**Texte fourni**
*****
Par ailleurs, je suis convaincue que le système de retraite est perçu avec beaucoup d'inquiétude et d'incompréhension par les Français qui le considèrent comme un élément de leur histoire, de leur identité et de ce qui leur permet d'affronter l'avenir. Ces inquiétudes sont disproportionnées par rapport à la réalité du système.

Oriane Mancini . - Bernard Thibault, quel souvenir gardez-vous des combats syndicaux contre les réformes des retraites ?

Bernard Thibault . - Je me souviens du nombre de kilomètres parcourus à pied ! Le système de retraite est au coeur du pacte social et républicain du pays. La question ne peut donc être résolue par des caisses enregistreuses. C'est aussi un choix de société. Pour le définir, il faut une méthode y participant. Sur ce sujet, un glissement s'est produit au fil du temps. A l'origine, dans notre histoire, les représentants des salariés étaient majoritaires dans la gestion du dispositif. Au fil des réformes, ils en ont été dépossédés. La méthode sera donc très importante : elle doit permettre un véritable débat et renvoie à une multiplicité de choix et à la question du travail.

Yannick Moreau évoquait les régimes spéciaux, qui sont un sujet d'actualité et de tensions. Dans leur pacte social, certaines professions ont convenu de reconnaître des conditions de travail particulières par des dispositifs de retraite dits « spéciaux ». Remettre à plat ces dispositions implique de revoir l'ensemble du pacte social d'une profession. En tant qu'« ancien combattant », je peux témoigner que la méthode participe de la possibilité d'aborder les questions de fond. Il importe de permettre au plus grand nombre de Français de participer au débat. Dans une démocratie, cela implique de permettre des approches contradictoires.

Oriane Mancini . - Marisol Touraine, pouvez-vous rappeler les grandes lignes de la réforme menée en 2014 ?

Marisol Touraine . - Si les Français sont prêts à manifester pour défendre leur système de retraite, ce n'est pas par conservatisme ou pour obtenir toujours davantage, mais parce qu'ils ont la mémoire, même inconsciente, du recul de la pauvreté chez les personnes âgées ces soixante-dix dernières années. Celle-ci a en grande partie disparu. La retraite a permis à notre société de se développer et d'avancer. C'est un pacte social entre les générations. Je suis donc sensible au lien entre les conditions de retraite et d'autres éléments.

La retraite fait partie d'un tout et s'inscrit dans le prolongement de la vie professionnelle.
*****
**Tâches à réaliser**
1: Répondez à ces questions sur le débat sur les retraites, une réponse par ligne, marquée comme la question :
(a) Selon Bernard Thibault, qui était majoritaire à l'origine dans la gestion du dispositif de retraite ?
(b) Quel souvenir Bernard Thibault garde-t-il des combats syndicaux ?
(c) D'après Marisol Touraine, de quoi les Français ont-ils la mémoire ?
2: Pour chaque affirmation, dites si elle concorde avec le débat sur les retraites. Répondez par oui ou non et citez les mots du texte qui tranchent :
(a) La première intervention juge les inquiétudes des Français proportionnées à la réalité du système.
(b) Bernard Thibault estime que la question des retraites ne peut être résolue par des caisses enregistreuses.
(c) Marisol Touraine explique les manifestations par le conservatisme des Français.
3: Poursuivez le débat sur les retraites à partir de sa dernière phrase, s'il vous plaît.
*****
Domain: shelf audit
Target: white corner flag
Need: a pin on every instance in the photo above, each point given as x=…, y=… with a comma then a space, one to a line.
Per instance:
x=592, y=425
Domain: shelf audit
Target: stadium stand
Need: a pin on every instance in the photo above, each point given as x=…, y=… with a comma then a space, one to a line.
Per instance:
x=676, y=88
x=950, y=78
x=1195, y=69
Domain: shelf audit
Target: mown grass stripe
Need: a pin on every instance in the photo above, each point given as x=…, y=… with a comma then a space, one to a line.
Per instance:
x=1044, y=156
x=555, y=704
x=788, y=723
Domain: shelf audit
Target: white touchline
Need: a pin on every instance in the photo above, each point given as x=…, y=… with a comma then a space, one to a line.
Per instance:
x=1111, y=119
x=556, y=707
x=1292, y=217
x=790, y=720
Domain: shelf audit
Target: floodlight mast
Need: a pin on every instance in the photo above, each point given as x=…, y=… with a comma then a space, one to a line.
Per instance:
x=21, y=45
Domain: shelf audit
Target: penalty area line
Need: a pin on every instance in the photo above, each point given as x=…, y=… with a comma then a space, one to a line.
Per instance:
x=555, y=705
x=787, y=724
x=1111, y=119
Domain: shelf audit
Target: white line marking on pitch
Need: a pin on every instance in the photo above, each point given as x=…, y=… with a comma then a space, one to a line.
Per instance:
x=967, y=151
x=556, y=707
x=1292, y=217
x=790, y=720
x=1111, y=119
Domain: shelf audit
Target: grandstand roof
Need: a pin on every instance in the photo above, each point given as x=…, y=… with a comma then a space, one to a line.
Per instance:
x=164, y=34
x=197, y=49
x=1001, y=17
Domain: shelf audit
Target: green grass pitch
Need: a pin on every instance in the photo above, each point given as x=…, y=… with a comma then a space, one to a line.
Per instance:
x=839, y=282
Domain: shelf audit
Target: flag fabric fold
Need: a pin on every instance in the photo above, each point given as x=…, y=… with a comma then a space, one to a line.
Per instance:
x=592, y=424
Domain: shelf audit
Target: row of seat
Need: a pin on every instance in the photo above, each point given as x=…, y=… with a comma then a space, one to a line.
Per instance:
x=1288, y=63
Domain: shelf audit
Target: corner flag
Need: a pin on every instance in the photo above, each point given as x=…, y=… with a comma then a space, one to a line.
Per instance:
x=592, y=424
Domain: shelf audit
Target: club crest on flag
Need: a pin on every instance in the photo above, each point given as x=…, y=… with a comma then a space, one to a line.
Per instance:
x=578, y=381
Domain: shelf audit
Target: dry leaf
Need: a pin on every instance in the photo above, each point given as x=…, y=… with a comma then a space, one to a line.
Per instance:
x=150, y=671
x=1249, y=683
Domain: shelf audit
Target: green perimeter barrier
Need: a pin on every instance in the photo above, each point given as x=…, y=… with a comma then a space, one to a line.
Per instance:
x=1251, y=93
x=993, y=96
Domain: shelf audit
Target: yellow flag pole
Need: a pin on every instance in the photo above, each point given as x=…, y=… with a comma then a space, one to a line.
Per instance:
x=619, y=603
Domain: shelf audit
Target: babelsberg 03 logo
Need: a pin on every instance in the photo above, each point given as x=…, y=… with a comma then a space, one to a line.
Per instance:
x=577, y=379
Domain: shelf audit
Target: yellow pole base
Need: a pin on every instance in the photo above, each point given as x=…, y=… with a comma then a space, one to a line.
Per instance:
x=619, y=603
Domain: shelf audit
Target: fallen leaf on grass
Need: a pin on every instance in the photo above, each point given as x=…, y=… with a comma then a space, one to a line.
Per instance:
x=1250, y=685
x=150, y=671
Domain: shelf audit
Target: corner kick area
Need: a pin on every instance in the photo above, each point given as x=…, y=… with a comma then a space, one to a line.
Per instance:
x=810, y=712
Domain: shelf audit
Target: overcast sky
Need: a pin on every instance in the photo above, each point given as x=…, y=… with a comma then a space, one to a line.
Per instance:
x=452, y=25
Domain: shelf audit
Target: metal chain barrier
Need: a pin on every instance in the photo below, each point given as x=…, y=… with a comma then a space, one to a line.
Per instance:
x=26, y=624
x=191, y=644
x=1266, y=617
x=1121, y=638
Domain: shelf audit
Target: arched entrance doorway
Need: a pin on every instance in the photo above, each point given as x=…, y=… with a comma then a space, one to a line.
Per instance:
*****
**Réponses par tâche**
1:
(a) Les représentants des salariés.
(b) Le nombre de kilomètres parcourus à pied.
(c) Du recul de la pauvreté chez les personnes âgées ces soixante-dix dernières années.

2:
(a) Non : « Ces inquiétudes sont disproportionnées par rapport à la réalité du système. »
(b) Oui : « La question ne peut donc être résolue par des caisses enregistreuses. »
(c) Non : « ce n'est pas par conservatisme ou pour obtenir toujours davantage »

3:
Les enjeux financiers ne sauraient être considérés comme secondaires. J'ai constaté un déficit important, malgré les réformes déjà menées, et l'impossibilité de garantir l'avenir des retraites sans se préoccuper de la situation financière des régimes. J'ai donc engagé la réforme pour garantir l'équilibre financier, un régime par répartition et poursuivre sur le chemin du progrès et de la justice sociale. La retraite est composée d'un ensemble de droits qui doivent pouvoir s'améliorer dans le temps.

La réforme que j'ai fait voter comprend des mesures d'économies nécessaires, avec un allongement de la durée de cotisation, qui me semblait plus juste que le relèvement de l'âge légal de départ, ainsi que des avancées pour les populations les plus fragiles, dont les travailleurs précaires qui peuvent valider des droits après avoir travaillé quelques heures, les femmes, dont les congés maternité sont désormais pris en compte, les jeunes, avec une reconnaissance de l'apprentissage, et la pénibilité. Si les efforts doivent être partagés, ils ne peuvent être les mêmes pour tous, car certains exercent des métiers pénibles et d'autres commencent jeunes. J'ai combattu pour convaincre sur ces deux points. Je suis heureuse de voir que cette réforme n'est pas mise en cause aujourd'hui.

Oriane Mancini . - Raymond Soubie, vous avez inspiré la réforme de 2010. Quelles étaient vos motivations ? Etaient-elles financières ?

Raymond Soubie . - Oui. La réforme précédente, de 2003, était importante. En même temps qu'elle prévoyait un allongement de la durée de cotisation, elle rapprochait le régime de la fonction publique des dispositions du régime général. Le ministre de la Fonction publique d'alors a réalisé un remarquable travail de concertation. La réforme de 2008 sur les régimes spéciaux a été une nouvelle étape, tendant à une convergence dans le temps du nombre d'annuités de cotisations requises. Elle s'est déroulée sans trop de heurts.

En 2010, la situation était très dégradée à l'issue de la crise économique et financière de 2008 et de l'effondrement de la croissance. Les défis financiers à relever pour la survie des régimes de retraite étaient considérables. Nous avons décidé d'agir sur l'âge de départ en le portant de 60 à 62 ans, ce qui entraînait un effet mécanique considérable. L'ampleur du défi ne laissait aucune marge de manoeuvre de négociation sur le contenu de la réforme.

Pour cette raison, le gouvernement a assumé cinq journées de manifestations, menées notamment par Bernard Thibault, dont plusieurs ont dépassé le million de manifestants dans toute la France. En dépit de ces manifestations et des débrayages dans la fonction publique, à la SNCF, le gouvernement n'a pas modifié son projet.

A cette époque, la CFDT a soutenu le projet de passage à un système notionnel. Il eut fallût, s'il avait été adopté, étaler son application sur beaucoup d'années, or, seule une mesure paramétrique forte garantissait le sauvetage financier du régime. Pour ne pas fermer la porte à un système notionnel, le Sénat introduit dans le projet de loi un amendement prévoyant une rencontre en 2013 ou 2014 sur le système notionnel.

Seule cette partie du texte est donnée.